### [Extract to read]
* * *

This was a tough day, I’d anticipated a fairly straightforward ride to Taraz but not for the first time on this trip when I expect an easy ride it never turns out that way.
The problem today was the wind, a strong headwind to be more specific which hit me the minute I got on the bike and didn’t relent throughout the day. It meant that I was cycling speeds of 7-10 kilometres per hour and made for a thoroughly disappointing day on the bike.
I was exhausted by the time I arrived in a small village at lunchtime and the paltry 30 kilometres I’d amassed in the morning did little to lift my spirits. I had a picnic lunch sitting on a bench with an old guy lying next to it, the customary empty vodka bottle by his side. Alcohol abuse here does seem to be extremely common and it makes for a rather depressing side story to what has been an overwhelmingly positive experience of Kazakhstan.
The wind eased slightly in the afternoon and on the plus side the road improved significantly. The police aware that drivers now had access to a smooth piece of tarmac made sure to set up numerous speed traps and I spent the afternoon passing motorists who’d been collared by the police for excessive use of the accelerator; something that I certainly don’t have to worry about.

* * *

### [Stored data]

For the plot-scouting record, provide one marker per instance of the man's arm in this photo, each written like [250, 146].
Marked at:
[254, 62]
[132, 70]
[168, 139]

* * *

### [Tasks and exercises]
A. According to the cycling diary entry, what made the day's ride so hard?
B. Reproduce the passage of the cycling diary entry that opens with the words containing "I was exhausted" and closes with "to worry about.".

### [Outputs by task]
A. A strong headwind that hit right away and kept up all day.

B.
I was exhausted by the time I arrived in a small village at lunchtime and the paltry 30 kilometres I’d amassed in the morning did little to lift my spirits. I had a picnic lunch sitting on a bench with an old guy lying next to it, the customary empty vodka bottle by his side. Alcohol abuse here does seem to be extremely common and it makes for a rather depressing side story to what has been an overwhelmingly positive experience of Kazakhstan.
The wind eased slightly in the afternoon and on the plus side the road improved significantly. The police aware that drivers now had access to a smooth piece of tarmac made sure to set up numerous speed traps and I spent the afternoon passing motorists who’d been collared by the police for excessive use of the accelerator; something that I certainly don’t have to worry about.